The request: Copy out the records below word for word, starting at the line that contains "Excuse me, can you point out where the ceiling fan blade" and ending at the line that contains "[160,216,204,288]", with both of those lines included.

----

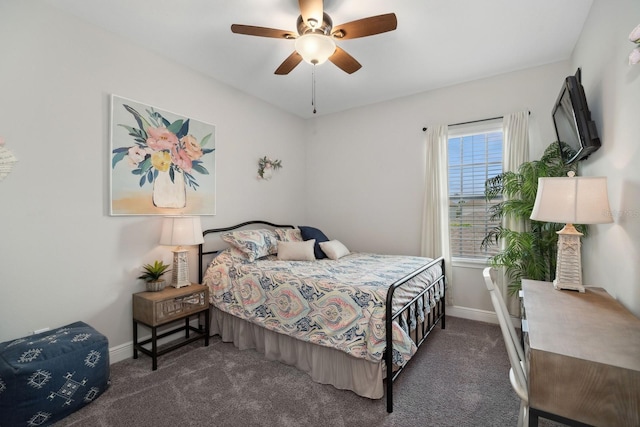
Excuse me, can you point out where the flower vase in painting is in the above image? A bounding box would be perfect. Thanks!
[111,101,215,214]
[152,171,187,209]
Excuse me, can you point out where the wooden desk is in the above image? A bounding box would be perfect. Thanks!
[522,280,640,427]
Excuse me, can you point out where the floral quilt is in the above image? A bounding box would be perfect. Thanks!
[204,249,444,365]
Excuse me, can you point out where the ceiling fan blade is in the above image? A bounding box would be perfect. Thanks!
[274,51,302,76]
[331,13,398,40]
[231,24,296,39]
[329,46,362,74]
[298,0,324,28]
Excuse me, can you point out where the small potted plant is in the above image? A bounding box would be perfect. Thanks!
[138,260,171,292]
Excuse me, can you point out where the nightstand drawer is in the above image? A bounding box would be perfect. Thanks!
[133,285,209,326]
[156,291,207,323]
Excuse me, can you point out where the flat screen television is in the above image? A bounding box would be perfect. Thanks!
[552,68,600,164]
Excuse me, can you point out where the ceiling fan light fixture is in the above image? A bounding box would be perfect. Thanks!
[295,33,336,65]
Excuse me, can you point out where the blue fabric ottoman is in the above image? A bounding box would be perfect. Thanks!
[0,322,109,427]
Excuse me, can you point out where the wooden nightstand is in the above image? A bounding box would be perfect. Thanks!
[133,284,209,371]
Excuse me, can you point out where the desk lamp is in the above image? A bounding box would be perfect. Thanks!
[531,172,613,292]
[160,216,204,288]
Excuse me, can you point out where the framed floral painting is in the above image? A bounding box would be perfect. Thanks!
[110,95,216,215]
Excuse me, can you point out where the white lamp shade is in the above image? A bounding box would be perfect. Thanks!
[160,216,204,246]
[295,33,336,65]
[531,176,613,224]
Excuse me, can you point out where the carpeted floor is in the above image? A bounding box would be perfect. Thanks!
[57,317,542,427]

----

Answer for this exercise:
Excuse me, can you point out where the ceiling fan blade is in the above image? A bounding box would be perfect. Thanks!
[274,51,302,76]
[331,13,398,40]
[231,24,296,39]
[329,46,362,74]
[298,0,324,28]
Excuse me, can you point out where the small potted plant is in the above image? A bounding box would be perfect. Thanks!
[138,260,171,292]
Excuse me, can you point out where the nightstand drawer is in the above image? A bounding box would be perfect. Thanks!
[133,285,209,326]
[156,291,207,323]
Excuse me, can you point out where the flat screen television is in the above image? A bounding box would be perfect. Thanks!
[552,68,600,164]
Excuse me, can you point out where the ceiling fan light fixture is in the above image? A bounding box would be perfect. Thanks!
[295,33,336,65]
Excuse me, can you point out where the blue fabric ottoman is in the above image? A bounding box would be perfect. Thanks!
[0,322,109,427]
Excuse me, can you point out where the wooden nightstand is in the above image? A bounding box would be perfect. Thanks!
[133,284,209,371]
Excuse me, can you point out where the desk lamp is in the above image? A bounding box would be perfect. Thanks!
[531,172,613,292]
[160,216,204,288]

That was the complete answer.